* **What to do**
Which lines of the records below contain the string "brown"? Report each of them.

* **Study material**
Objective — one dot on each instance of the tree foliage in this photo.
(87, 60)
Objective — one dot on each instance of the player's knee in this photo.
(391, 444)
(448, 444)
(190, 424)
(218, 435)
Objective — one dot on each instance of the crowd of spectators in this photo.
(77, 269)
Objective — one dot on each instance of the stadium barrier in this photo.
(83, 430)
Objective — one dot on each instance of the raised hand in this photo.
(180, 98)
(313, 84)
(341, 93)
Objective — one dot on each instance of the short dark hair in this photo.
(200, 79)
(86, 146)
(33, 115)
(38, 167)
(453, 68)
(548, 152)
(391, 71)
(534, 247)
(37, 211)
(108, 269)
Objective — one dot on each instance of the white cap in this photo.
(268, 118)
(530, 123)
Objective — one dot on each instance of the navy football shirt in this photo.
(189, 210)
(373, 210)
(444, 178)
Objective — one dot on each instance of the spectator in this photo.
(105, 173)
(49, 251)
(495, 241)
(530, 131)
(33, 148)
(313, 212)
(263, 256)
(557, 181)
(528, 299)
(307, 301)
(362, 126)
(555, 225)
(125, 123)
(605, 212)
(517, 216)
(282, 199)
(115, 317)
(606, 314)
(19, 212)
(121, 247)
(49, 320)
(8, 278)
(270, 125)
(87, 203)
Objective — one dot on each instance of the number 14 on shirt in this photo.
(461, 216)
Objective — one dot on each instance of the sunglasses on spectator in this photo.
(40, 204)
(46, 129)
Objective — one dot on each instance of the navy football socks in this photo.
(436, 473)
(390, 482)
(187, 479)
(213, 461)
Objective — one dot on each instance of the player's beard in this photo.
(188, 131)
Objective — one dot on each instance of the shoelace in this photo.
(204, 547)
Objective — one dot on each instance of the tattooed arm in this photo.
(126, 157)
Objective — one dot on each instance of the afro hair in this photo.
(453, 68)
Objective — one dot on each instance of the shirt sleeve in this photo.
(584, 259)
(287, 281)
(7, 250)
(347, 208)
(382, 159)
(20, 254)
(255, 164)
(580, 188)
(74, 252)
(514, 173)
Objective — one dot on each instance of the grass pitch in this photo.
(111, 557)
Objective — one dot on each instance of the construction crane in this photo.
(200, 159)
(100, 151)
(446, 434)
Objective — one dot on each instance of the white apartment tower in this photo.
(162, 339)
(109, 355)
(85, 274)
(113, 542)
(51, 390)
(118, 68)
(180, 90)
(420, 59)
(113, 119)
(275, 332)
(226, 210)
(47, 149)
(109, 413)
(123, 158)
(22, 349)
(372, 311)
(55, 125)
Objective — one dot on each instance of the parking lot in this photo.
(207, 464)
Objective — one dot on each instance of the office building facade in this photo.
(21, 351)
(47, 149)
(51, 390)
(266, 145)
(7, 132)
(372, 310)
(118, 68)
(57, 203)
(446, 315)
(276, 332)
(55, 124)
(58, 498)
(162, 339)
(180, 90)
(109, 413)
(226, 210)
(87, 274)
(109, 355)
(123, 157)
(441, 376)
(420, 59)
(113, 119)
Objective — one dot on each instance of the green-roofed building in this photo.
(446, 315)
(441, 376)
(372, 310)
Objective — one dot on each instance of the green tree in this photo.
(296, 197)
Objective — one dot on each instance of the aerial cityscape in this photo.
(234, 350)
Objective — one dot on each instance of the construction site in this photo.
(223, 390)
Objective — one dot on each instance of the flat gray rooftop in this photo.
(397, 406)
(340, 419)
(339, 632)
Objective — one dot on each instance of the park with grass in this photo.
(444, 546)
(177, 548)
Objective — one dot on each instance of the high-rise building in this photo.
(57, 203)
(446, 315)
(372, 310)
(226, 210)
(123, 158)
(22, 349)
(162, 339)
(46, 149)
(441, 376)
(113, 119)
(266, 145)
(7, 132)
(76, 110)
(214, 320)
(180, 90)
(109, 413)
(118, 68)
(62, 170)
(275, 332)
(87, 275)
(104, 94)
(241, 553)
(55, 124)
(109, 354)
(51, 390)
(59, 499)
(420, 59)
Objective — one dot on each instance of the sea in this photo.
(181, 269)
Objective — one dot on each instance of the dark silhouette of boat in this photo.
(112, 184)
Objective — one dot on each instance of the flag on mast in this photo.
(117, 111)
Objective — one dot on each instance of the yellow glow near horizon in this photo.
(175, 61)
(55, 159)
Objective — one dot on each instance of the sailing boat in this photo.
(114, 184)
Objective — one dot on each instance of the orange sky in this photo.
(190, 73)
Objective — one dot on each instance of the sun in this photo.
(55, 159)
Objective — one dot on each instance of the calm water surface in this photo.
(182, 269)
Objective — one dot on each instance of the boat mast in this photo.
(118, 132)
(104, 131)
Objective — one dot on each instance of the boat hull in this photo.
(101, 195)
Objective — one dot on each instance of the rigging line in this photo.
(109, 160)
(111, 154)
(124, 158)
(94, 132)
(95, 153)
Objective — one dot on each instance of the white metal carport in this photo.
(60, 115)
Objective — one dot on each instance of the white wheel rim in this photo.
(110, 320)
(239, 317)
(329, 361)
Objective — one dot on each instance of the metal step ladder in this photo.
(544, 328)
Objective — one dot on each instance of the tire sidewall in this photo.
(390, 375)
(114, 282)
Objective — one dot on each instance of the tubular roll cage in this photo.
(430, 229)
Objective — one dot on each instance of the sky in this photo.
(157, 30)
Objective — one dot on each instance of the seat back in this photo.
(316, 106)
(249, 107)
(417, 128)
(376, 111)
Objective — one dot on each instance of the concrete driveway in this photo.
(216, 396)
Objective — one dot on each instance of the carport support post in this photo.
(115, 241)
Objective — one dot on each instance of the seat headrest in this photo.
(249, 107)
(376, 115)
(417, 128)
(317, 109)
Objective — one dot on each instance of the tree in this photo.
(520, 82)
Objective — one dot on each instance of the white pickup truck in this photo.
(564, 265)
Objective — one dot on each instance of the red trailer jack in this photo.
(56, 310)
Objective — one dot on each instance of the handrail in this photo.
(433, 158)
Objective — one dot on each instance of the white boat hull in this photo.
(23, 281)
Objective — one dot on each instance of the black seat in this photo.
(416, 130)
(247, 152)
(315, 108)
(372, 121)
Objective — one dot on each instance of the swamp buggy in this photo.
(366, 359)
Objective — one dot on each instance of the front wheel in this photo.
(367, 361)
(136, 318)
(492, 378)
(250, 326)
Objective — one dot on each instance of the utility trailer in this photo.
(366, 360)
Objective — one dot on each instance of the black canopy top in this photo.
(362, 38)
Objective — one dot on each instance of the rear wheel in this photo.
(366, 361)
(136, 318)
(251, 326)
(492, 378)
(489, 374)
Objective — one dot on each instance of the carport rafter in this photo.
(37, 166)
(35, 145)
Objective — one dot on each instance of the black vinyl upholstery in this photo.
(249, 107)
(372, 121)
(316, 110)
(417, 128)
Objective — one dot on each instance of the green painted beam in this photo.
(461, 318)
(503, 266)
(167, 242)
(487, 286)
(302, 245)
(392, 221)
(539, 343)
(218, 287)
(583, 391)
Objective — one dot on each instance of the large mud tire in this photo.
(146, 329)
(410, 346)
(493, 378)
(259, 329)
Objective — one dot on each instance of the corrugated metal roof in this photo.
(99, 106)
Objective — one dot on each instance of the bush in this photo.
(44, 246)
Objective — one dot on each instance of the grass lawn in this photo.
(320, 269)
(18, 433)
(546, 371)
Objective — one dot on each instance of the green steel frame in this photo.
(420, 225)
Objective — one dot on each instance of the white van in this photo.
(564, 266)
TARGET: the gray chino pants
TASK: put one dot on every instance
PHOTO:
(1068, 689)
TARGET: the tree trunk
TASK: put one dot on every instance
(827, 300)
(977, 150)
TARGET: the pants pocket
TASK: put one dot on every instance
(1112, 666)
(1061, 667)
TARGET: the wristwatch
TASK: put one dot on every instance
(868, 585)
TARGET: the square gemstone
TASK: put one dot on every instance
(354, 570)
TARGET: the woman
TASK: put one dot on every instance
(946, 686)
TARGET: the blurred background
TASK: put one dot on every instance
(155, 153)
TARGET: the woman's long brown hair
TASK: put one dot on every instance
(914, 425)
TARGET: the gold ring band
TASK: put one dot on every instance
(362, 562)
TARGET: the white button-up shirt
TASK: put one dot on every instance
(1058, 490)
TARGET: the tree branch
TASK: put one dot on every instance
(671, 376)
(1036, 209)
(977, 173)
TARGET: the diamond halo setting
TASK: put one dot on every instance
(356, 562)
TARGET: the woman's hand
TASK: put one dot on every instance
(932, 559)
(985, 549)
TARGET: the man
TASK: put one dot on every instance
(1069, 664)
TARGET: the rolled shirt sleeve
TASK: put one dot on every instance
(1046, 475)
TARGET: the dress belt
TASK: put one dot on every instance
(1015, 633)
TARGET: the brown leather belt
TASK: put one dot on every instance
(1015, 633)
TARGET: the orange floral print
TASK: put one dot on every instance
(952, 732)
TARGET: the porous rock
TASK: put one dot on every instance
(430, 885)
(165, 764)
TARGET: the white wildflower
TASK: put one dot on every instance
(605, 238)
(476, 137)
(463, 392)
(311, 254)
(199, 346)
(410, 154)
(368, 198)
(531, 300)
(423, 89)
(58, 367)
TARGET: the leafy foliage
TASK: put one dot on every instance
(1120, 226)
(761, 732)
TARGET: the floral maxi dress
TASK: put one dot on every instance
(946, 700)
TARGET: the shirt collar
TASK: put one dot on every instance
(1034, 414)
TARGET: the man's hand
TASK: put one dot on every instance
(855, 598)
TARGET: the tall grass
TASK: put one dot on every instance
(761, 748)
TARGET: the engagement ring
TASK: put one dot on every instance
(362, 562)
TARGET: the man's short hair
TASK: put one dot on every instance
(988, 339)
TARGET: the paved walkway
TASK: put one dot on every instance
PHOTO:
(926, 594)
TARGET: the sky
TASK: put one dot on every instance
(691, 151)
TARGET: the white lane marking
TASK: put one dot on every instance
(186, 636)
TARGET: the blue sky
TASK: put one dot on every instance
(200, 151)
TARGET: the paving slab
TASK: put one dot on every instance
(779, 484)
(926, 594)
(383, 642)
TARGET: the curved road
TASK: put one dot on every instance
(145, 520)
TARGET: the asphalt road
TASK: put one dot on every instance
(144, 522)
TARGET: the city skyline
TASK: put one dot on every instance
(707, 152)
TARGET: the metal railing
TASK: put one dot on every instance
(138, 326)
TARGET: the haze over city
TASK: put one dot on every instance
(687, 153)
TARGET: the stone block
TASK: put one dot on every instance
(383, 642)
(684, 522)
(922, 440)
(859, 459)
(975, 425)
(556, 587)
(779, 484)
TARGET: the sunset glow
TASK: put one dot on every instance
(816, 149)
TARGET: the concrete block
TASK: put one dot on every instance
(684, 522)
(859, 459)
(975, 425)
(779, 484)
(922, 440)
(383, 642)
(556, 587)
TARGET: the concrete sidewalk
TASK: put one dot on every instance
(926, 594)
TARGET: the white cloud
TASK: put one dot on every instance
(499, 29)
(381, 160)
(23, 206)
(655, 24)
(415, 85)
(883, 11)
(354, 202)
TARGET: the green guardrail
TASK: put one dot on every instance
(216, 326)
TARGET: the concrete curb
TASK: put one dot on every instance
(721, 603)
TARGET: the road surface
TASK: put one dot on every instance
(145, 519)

* **Response below**
TARGET: the woman's long brown hair
TARGET: the brown leather belt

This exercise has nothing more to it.